▶ _YOUR INSTRUCTIONS_
Could you copy each of the items below word for word, keeping every line as it stands?

Begin INFORMATION PROVIDED

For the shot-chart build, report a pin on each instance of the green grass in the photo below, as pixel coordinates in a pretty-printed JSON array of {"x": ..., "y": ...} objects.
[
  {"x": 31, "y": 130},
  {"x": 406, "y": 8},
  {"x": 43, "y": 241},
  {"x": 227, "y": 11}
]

End INFORMATION PROVIDED

▶ _THE OUTPUT_
For the shot-chart build, report a pin on each instance of the green grass in the photo below, as pixel coordinates in a pretty-printed JSON array of {"x": ..., "y": ...} objects.
[
  {"x": 31, "y": 130},
  {"x": 406, "y": 8},
  {"x": 43, "y": 241},
  {"x": 227, "y": 11}
]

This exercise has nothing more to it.